#### Data extracted from a collection:
★ ★ ★

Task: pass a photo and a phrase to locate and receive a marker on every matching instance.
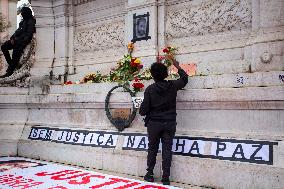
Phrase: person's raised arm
(145, 106)
(183, 80)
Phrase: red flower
(160, 58)
(132, 64)
(68, 83)
(166, 50)
(138, 85)
(136, 80)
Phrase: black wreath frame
(119, 123)
(146, 37)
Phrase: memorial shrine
(75, 95)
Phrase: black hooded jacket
(159, 102)
(23, 35)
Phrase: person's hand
(12, 41)
(174, 61)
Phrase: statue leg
(5, 49)
(17, 52)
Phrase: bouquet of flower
(168, 52)
(94, 78)
(137, 85)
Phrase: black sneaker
(149, 177)
(166, 181)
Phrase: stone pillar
(63, 12)
(54, 37)
(146, 49)
(9, 10)
(45, 51)
(268, 35)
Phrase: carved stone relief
(100, 37)
(210, 16)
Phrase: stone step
(257, 79)
(94, 93)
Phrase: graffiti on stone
(281, 78)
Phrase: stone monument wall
(230, 115)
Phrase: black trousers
(164, 131)
(17, 52)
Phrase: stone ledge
(97, 93)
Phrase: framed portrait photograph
(141, 27)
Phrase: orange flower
(130, 46)
(137, 61)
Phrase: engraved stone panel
(100, 37)
(210, 16)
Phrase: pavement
(22, 173)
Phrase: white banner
(22, 173)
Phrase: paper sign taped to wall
(190, 69)
(137, 101)
(122, 113)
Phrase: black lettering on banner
(41, 132)
(194, 147)
(178, 145)
(260, 152)
(109, 141)
(76, 138)
(48, 135)
(98, 140)
(220, 147)
(142, 143)
(91, 139)
(239, 150)
(68, 136)
(258, 147)
(34, 132)
(61, 137)
(130, 141)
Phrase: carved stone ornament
(20, 77)
(266, 57)
(120, 123)
(100, 37)
(208, 17)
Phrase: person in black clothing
(159, 106)
(19, 40)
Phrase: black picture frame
(141, 27)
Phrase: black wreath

★ ★ ★

#### Assigned task:
Every line of the data above should be returned exactly, with the pictures removed.

#### Answer to this exercise:
Task: pass a photo and a phrase to locate and receive a marker on every matching instance.
Phrase: person's raised arm
(145, 106)
(183, 80)
Phrase: red flower
(160, 58)
(132, 64)
(68, 83)
(166, 50)
(138, 85)
(136, 80)
Phrase: black wreath frame
(119, 123)
(146, 37)
Phrase: memorial shrine
(75, 95)
Phrase: black hooded jacket
(159, 102)
(23, 35)
Phrase: person's hand
(12, 41)
(174, 61)
Phrase: statue leg
(5, 49)
(17, 52)
Phrase: bouquet of flower
(168, 52)
(94, 78)
(137, 85)
Phrase: black sneaker
(149, 177)
(166, 181)
Phrase: stone pillar
(63, 12)
(54, 37)
(146, 49)
(9, 10)
(45, 51)
(268, 35)
Phrase: carved stone relief
(100, 37)
(210, 16)
Phrase: stone step
(257, 79)
(94, 93)
Phrase: graffiti on stone
(281, 78)
Phrase: stone monument wall
(230, 115)
Phrase: black trousers
(164, 131)
(17, 52)
Phrase: stone ledge
(97, 93)
Phrase: framed portrait photograph
(141, 27)
Phrase: orange flower
(130, 46)
(137, 61)
Phrase: engraved stone panel
(100, 37)
(210, 16)
Phrase: pavement
(22, 173)
Phrase: white banner
(22, 173)
Phrase: paper sign taped to wall
(190, 69)
(137, 101)
(122, 113)
Phrase: black lettering on banner
(41, 132)
(194, 147)
(178, 145)
(260, 152)
(109, 141)
(76, 138)
(48, 135)
(98, 140)
(220, 147)
(142, 143)
(91, 139)
(239, 150)
(68, 136)
(258, 147)
(34, 132)
(61, 137)
(130, 141)
Phrase: carved stone ornament
(20, 77)
(266, 57)
(120, 123)
(100, 37)
(208, 17)
Phrase: person in black clothing
(159, 106)
(19, 40)
Phrase: black picture frame
(141, 27)
Phrase: black wreath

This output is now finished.